Some records
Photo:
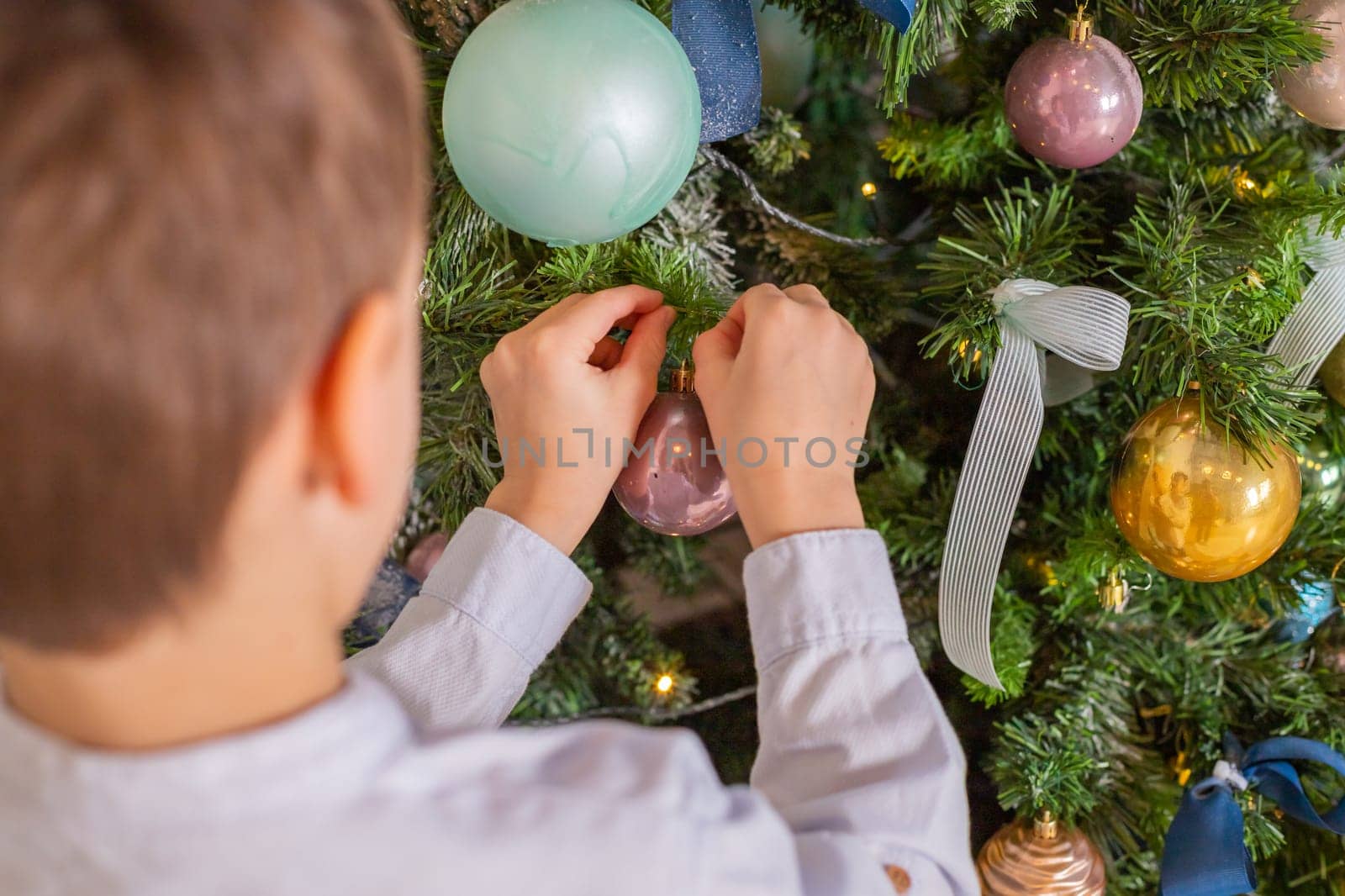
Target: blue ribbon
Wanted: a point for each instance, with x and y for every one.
(720, 40)
(1204, 853)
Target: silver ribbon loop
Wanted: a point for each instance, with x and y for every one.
(1317, 324)
(1080, 324)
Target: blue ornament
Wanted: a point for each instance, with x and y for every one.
(1318, 604)
(572, 120)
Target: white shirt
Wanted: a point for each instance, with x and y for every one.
(404, 784)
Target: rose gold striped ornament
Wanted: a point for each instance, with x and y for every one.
(1042, 858)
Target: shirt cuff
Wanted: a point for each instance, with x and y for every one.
(820, 587)
(514, 582)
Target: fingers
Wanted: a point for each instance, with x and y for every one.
(592, 316)
(605, 353)
(645, 347)
(807, 293)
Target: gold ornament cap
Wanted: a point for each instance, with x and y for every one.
(683, 380)
(1019, 862)
(1080, 27)
(1114, 593)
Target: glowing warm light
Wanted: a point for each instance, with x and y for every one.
(1244, 183)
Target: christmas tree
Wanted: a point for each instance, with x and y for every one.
(1137, 619)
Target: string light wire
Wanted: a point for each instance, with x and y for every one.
(646, 714)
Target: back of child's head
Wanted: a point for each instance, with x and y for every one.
(193, 198)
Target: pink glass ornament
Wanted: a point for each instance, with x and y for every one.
(1073, 101)
(672, 486)
(1317, 92)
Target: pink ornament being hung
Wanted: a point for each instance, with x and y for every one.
(1317, 92)
(670, 483)
(1073, 101)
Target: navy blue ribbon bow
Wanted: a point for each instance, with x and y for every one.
(720, 40)
(1204, 853)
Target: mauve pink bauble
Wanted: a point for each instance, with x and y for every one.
(1073, 104)
(1317, 92)
(672, 488)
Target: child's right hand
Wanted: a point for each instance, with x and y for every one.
(784, 369)
(564, 383)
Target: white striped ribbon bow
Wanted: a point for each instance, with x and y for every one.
(1083, 326)
(1313, 329)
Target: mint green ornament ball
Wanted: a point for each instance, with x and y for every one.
(572, 120)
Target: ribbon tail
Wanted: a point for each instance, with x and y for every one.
(1315, 327)
(1269, 766)
(899, 13)
(1002, 443)
(1204, 853)
(720, 40)
(1064, 381)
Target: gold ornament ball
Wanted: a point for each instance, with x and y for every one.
(1333, 373)
(1317, 92)
(1195, 503)
(1042, 858)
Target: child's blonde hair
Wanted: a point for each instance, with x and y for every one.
(192, 198)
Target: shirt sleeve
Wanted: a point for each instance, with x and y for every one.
(856, 751)
(461, 653)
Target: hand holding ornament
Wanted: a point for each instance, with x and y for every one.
(787, 385)
(562, 387)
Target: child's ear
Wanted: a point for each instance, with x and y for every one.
(360, 414)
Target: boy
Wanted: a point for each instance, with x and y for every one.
(208, 358)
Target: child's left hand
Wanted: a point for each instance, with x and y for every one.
(562, 390)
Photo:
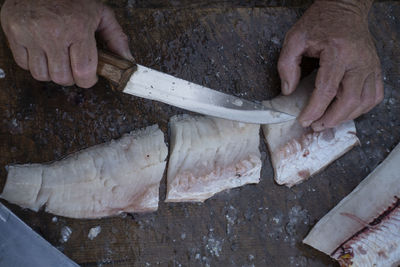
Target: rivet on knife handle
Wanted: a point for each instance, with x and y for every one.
(115, 69)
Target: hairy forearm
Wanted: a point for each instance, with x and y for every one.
(361, 7)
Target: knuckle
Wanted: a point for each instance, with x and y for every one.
(83, 71)
(328, 92)
(40, 76)
(379, 96)
(21, 63)
(86, 84)
(352, 101)
(62, 79)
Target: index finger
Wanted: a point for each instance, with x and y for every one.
(327, 84)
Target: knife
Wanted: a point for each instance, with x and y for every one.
(20, 246)
(138, 80)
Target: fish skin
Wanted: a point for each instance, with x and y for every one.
(209, 155)
(296, 152)
(378, 245)
(368, 201)
(119, 176)
(306, 152)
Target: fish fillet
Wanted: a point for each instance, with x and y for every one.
(297, 152)
(120, 176)
(209, 155)
(364, 228)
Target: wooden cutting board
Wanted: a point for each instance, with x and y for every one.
(234, 50)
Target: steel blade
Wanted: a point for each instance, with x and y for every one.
(155, 85)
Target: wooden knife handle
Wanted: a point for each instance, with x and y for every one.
(115, 69)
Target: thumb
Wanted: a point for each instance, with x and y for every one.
(111, 32)
(289, 62)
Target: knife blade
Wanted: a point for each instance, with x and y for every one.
(141, 81)
(21, 246)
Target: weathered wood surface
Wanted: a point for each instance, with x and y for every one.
(231, 49)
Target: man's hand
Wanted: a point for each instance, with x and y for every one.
(349, 81)
(55, 39)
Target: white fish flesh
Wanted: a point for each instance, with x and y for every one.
(104, 180)
(297, 152)
(209, 155)
(364, 228)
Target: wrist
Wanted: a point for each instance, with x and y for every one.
(360, 7)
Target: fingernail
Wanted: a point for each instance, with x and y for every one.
(285, 87)
(305, 123)
(318, 128)
(129, 56)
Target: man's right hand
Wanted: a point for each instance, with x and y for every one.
(55, 40)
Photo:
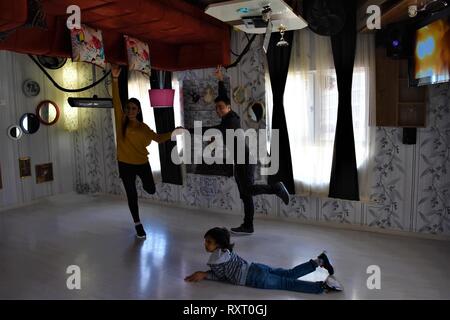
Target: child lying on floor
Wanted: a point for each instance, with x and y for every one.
(228, 266)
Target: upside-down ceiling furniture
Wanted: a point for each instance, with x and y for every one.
(179, 34)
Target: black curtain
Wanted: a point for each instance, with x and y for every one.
(165, 121)
(123, 85)
(344, 175)
(278, 62)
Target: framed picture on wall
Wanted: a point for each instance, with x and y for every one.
(44, 172)
(25, 167)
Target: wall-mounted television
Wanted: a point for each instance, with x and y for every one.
(430, 60)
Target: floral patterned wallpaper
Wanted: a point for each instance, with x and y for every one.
(411, 183)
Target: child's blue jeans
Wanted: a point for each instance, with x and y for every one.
(265, 277)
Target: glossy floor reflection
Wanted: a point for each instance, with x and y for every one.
(39, 242)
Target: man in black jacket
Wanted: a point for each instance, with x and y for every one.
(243, 173)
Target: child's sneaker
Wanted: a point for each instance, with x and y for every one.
(324, 262)
(140, 232)
(331, 284)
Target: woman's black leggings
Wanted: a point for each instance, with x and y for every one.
(128, 173)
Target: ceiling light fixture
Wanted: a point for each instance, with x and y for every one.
(282, 42)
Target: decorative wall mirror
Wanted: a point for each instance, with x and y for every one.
(14, 132)
(29, 123)
(256, 111)
(47, 112)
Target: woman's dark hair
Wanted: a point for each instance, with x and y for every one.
(221, 236)
(139, 117)
(224, 99)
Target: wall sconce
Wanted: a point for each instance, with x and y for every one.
(161, 98)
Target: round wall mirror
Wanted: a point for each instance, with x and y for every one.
(29, 123)
(14, 132)
(48, 112)
(256, 111)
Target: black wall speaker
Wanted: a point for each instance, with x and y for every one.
(409, 135)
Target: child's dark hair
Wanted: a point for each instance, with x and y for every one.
(221, 236)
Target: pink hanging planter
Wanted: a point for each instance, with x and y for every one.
(161, 98)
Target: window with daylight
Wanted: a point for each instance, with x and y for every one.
(311, 104)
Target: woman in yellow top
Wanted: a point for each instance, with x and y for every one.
(133, 137)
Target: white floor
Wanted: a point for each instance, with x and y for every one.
(39, 242)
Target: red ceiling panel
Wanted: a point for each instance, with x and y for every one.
(180, 36)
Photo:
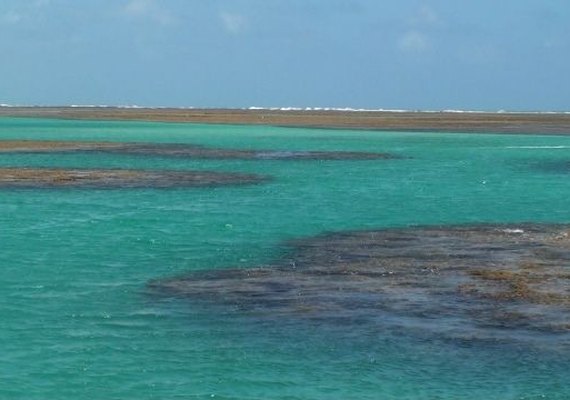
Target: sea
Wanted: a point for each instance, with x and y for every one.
(77, 319)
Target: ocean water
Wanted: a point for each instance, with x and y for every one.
(77, 321)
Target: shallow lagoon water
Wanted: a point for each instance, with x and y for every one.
(77, 321)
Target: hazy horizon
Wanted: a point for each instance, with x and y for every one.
(409, 55)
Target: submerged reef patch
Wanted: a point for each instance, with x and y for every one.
(117, 178)
(483, 281)
(180, 150)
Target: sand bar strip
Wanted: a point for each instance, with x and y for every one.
(530, 123)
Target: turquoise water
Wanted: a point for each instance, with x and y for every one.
(78, 322)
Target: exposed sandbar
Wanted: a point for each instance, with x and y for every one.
(117, 178)
(481, 281)
(179, 150)
(547, 123)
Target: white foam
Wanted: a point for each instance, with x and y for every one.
(538, 147)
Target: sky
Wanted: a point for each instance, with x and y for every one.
(492, 55)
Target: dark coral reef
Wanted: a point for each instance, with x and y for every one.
(460, 280)
(180, 150)
(117, 178)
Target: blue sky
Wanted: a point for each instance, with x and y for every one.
(400, 54)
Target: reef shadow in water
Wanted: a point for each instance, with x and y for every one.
(117, 178)
(484, 281)
(180, 150)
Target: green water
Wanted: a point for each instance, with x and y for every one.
(77, 321)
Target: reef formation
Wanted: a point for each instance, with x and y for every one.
(180, 150)
(468, 281)
(117, 178)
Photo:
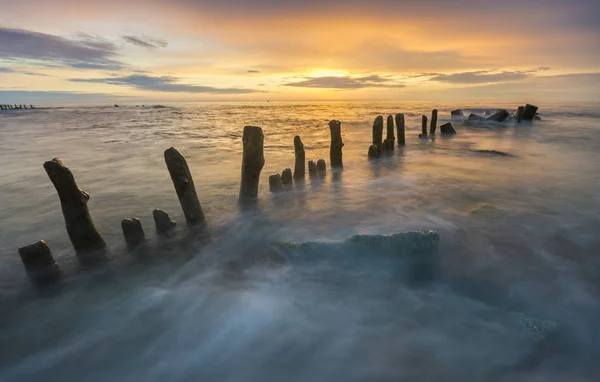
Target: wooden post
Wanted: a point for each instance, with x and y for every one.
(312, 169)
(82, 232)
(39, 264)
(287, 178)
(378, 134)
(133, 232)
(275, 183)
(335, 150)
(321, 167)
(253, 161)
(184, 186)
(400, 128)
(390, 141)
(164, 224)
(300, 165)
(433, 125)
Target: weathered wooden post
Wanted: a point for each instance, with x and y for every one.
(184, 186)
(378, 133)
(433, 125)
(390, 141)
(287, 178)
(39, 263)
(253, 160)
(275, 183)
(300, 165)
(133, 232)
(164, 224)
(312, 169)
(424, 127)
(83, 234)
(400, 128)
(335, 150)
(321, 167)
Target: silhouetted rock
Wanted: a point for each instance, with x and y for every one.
(447, 128)
(499, 116)
(529, 112)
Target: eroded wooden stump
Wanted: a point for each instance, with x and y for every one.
(184, 186)
(400, 129)
(83, 234)
(335, 150)
(133, 232)
(433, 125)
(287, 178)
(253, 160)
(312, 169)
(378, 134)
(300, 164)
(39, 263)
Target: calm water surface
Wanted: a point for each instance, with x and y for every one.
(519, 235)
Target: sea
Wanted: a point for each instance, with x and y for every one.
(511, 294)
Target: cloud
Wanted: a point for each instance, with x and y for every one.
(480, 77)
(146, 42)
(167, 84)
(346, 82)
(88, 52)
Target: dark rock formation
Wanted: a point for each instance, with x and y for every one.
(433, 125)
(164, 224)
(184, 186)
(133, 232)
(373, 151)
(529, 112)
(300, 165)
(286, 177)
(474, 117)
(499, 116)
(321, 167)
(39, 264)
(390, 141)
(313, 171)
(378, 133)
(457, 114)
(447, 128)
(253, 160)
(275, 183)
(335, 150)
(85, 238)
(400, 129)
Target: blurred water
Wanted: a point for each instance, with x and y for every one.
(518, 234)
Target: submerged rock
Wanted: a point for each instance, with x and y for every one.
(405, 243)
(499, 116)
(492, 152)
(474, 117)
(447, 128)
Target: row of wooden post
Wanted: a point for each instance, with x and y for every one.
(15, 107)
(91, 248)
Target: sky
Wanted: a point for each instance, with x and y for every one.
(59, 51)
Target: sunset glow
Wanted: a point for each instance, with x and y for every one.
(188, 50)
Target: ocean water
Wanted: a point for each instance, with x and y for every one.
(518, 238)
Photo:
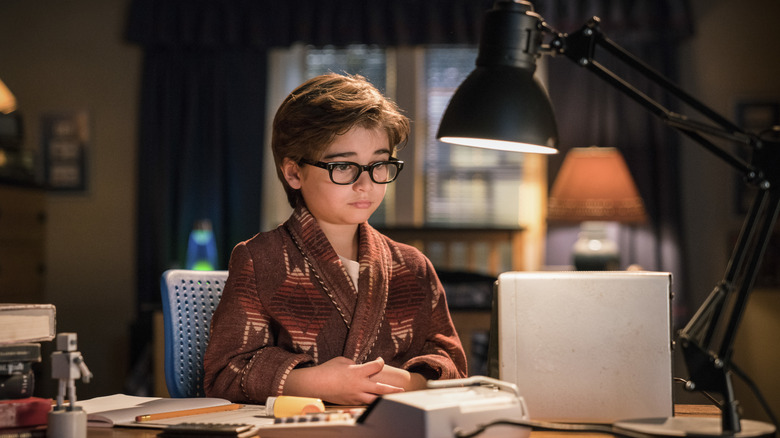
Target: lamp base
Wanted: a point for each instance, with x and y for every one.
(693, 426)
(593, 250)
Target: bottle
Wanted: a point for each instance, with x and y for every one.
(288, 406)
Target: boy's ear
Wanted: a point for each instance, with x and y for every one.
(292, 173)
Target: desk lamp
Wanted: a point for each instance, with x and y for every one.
(501, 105)
(594, 187)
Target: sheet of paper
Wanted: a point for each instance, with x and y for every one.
(121, 409)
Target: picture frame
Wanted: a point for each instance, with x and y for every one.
(65, 136)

EXERCISE TASK.
Up to and including the last line of the listing, starting at the line with "Target: calm water surface", extract every line exactly and leave out the pictures.

SOLUTION TO THIS EXERCISE.
Target: calm water surface
Wanted: a point for each instance, with x and y for every one.
(519, 235)
Target: sea
Wanted: a point for each instance, with x and y for every one.
(511, 294)
Target: cloud
Wanted: a point for each instance, with x and y for every one.
(480, 77)
(146, 42)
(167, 84)
(346, 82)
(88, 52)
Target: dark rock formation
Wanted: a point for each instance, with x and y for every one.
(433, 125)
(164, 224)
(184, 186)
(133, 232)
(373, 151)
(529, 112)
(300, 165)
(286, 177)
(474, 117)
(499, 116)
(321, 167)
(39, 264)
(390, 141)
(313, 171)
(378, 133)
(457, 114)
(447, 128)
(253, 160)
(275, 183)
(335, 150)
(85, 238)
(400, 129)
Target: blurred water
Wanted: a point for each instance, with x and y for every one.
(518, 234)
Target: submerged rock
Wanted: a point for each instance, with x and y for every one.
(405, 243)
(499, 116)
(492, 152)
(474, 117)
(447, 128)
Target: row of wooden post
Wanted: a point for each instance, with x and y for every one.
(15, 107)
(91, 248)
Target: sky
Wanted: a point for each instance, with x and y for every one.
(59, 51)
Target: sunset glow
Wanted: a point for each instance, with x and y for every one.
(188, 50)
Target: ocean water
Wanted: a point for each instance, with x and y for every one.
(518, 238)
Photo:
Target: lamp base
Wanted: a point for each instance, with x and y for every one.
(693, 426)
(593, 250)
Target: bottle
Wanted: a point for each instance, with x and y for every one.
(288, 406)
Target: boy's ear
Wanted: a point for each instance, with x and y for every one.
(292, 173)
Target: desk lamp
Wanted: a point for each instance, with x and y for every one.
(501, 105)
(594, 187)
Target: sheet of paper
Wanted: a point for each instance, with x and y for every one.
(121, 409)
Target: picture frame
Wanted: a point for each instance, with x and y for every one.
(65, 136)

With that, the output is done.